### GIVEN DATA
####################

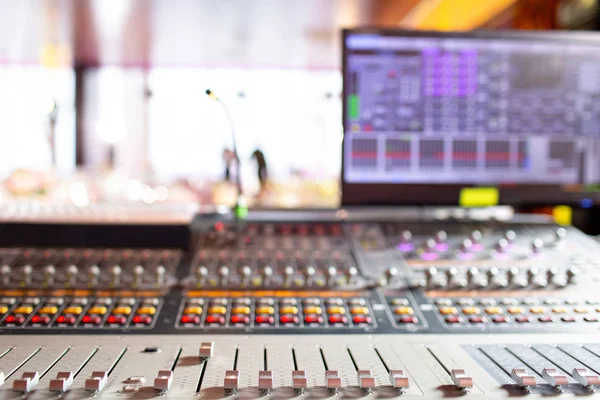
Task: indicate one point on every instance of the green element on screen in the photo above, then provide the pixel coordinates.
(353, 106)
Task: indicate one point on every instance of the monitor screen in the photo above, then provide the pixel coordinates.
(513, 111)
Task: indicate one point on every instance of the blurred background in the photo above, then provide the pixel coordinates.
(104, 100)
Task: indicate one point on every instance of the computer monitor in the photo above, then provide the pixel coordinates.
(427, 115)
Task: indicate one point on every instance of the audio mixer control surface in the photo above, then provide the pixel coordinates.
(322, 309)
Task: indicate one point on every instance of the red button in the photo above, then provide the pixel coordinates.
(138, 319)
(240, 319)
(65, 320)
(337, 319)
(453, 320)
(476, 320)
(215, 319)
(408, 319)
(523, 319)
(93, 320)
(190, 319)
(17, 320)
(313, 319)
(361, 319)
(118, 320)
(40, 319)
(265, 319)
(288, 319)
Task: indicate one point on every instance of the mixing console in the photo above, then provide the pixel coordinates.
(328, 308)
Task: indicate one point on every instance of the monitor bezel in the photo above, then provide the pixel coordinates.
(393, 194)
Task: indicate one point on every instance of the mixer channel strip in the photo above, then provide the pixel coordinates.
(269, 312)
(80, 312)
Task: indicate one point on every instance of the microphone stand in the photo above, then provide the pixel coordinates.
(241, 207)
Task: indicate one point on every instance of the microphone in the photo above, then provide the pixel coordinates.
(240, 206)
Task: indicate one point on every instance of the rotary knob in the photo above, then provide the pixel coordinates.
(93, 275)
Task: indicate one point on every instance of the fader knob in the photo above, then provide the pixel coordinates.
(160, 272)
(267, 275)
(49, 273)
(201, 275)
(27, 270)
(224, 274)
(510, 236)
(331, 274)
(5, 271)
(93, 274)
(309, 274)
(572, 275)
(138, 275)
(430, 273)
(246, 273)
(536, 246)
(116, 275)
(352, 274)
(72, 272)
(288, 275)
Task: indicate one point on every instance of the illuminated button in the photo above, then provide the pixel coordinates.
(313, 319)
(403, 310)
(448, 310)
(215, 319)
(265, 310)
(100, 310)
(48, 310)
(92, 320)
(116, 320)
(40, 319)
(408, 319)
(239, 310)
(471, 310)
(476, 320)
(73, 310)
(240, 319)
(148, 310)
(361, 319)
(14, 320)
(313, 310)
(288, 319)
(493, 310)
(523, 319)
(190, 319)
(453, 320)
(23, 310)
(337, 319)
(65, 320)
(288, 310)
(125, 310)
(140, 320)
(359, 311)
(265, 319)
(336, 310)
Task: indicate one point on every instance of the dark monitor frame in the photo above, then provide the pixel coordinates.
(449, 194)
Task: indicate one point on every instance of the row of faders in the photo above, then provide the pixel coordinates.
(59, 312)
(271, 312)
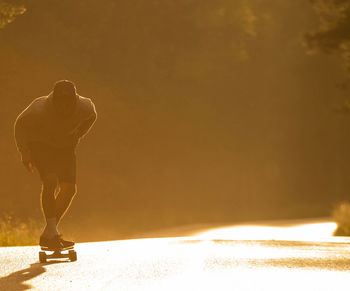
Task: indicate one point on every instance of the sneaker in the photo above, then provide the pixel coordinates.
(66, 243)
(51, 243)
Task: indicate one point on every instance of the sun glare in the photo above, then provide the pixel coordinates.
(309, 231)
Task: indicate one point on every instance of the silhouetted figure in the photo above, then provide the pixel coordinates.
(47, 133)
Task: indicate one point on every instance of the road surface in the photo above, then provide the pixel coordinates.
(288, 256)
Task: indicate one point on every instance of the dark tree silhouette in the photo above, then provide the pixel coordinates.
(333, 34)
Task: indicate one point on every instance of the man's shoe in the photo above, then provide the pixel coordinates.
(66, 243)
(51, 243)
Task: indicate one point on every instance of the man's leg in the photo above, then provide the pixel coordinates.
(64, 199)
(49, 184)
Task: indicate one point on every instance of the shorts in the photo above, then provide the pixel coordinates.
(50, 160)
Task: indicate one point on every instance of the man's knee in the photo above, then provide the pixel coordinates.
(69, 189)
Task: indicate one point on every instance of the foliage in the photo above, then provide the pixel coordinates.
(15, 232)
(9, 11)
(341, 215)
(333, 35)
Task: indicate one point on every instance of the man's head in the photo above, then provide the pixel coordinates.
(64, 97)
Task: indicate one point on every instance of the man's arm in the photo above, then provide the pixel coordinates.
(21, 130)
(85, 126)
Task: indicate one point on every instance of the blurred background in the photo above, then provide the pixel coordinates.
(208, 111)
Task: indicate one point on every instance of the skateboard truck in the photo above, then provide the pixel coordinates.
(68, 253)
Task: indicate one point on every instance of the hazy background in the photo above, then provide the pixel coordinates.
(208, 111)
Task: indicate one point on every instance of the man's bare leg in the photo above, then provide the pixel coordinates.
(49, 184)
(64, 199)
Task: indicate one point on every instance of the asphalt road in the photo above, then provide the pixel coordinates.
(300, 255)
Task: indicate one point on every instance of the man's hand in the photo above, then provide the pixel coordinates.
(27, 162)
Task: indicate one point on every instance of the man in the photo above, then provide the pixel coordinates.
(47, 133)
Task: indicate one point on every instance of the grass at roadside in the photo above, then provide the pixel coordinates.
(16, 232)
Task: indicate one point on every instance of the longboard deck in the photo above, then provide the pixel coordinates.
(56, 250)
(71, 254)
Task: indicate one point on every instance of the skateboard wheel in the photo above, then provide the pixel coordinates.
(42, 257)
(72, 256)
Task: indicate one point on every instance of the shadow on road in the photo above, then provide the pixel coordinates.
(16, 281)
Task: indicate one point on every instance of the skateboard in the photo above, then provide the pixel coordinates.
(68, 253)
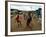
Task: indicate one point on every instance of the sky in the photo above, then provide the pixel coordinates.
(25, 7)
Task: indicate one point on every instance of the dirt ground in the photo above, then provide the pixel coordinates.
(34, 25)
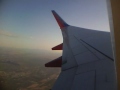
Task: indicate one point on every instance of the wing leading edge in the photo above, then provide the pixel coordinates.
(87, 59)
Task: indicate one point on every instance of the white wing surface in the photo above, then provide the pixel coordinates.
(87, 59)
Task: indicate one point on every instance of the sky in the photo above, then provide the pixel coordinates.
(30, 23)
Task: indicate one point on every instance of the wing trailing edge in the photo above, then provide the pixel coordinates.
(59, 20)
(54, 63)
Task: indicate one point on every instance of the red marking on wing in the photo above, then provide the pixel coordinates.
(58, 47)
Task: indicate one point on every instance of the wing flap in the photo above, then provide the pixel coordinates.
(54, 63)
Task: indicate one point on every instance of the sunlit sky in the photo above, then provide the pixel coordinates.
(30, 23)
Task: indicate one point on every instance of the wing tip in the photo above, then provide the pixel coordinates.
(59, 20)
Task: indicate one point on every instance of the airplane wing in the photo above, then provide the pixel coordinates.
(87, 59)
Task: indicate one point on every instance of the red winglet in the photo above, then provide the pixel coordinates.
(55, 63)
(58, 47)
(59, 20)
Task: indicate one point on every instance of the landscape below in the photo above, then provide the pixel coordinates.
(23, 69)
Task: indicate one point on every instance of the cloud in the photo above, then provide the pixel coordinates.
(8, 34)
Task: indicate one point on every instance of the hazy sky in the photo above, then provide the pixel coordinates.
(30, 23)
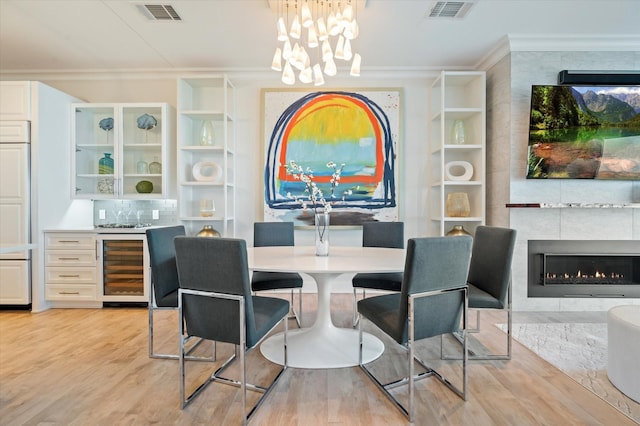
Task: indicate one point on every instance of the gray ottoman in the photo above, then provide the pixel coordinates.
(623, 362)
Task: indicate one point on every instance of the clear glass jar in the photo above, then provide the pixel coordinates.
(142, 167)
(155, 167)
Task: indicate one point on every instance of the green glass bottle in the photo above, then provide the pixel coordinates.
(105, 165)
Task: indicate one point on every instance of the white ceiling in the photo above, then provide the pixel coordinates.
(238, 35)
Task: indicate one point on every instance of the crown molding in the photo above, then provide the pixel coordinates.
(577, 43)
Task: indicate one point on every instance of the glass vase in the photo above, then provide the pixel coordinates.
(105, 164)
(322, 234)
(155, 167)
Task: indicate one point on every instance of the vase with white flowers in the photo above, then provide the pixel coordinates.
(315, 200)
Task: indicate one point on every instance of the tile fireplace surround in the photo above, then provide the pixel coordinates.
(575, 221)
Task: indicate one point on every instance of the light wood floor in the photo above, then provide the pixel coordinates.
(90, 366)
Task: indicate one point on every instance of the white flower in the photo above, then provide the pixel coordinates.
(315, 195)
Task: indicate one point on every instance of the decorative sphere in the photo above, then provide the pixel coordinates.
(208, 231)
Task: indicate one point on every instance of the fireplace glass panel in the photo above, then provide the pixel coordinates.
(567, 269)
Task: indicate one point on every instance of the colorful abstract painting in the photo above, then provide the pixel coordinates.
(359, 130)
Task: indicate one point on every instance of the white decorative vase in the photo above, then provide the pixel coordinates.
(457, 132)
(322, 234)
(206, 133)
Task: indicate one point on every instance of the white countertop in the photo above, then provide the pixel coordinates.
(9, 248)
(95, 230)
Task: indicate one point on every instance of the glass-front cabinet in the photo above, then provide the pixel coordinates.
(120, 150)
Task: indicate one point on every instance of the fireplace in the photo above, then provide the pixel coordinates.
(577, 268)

####################

### WRITTEN PROBLEM
Return every line from the one holding "Task: indicate one point on every instance of the decorative" through the end of the data, exactly as it appears, with both ends kept and nothing else.

### FINAL ANSWER
Task: indicate one point on every instance of the decorative sphere in the photo above, then provide the pixel coordinates.
(208, 231)
Task: indicate one point on every instance of the fireplace glass panel in the photo above, then provide the pixel coordinates.
(567, 269)
Task: indicate one point on every instance of the colorful abstract painting in the photo above, then provide the pixel coordinates.
(359, 130)
Task: indicate one point on every instance of the white decorative vase in the photo above, then provide the pixel coordinates.
(457, 132)
(322, 234)
(206, 133)
Task: indicate one point on every instance of the white countertop in the photo above, then provide the pixel coordinates.
(9, 248)
(95, 230)
Task: indicate one point on every instance of the glass-front cabinet in the photo above, then provide the pixel coordinates.
(120, 150)
Task: indicate one point on every instance of the fireplace in the photo above, then provide the pixel coordinates.
(577, 268)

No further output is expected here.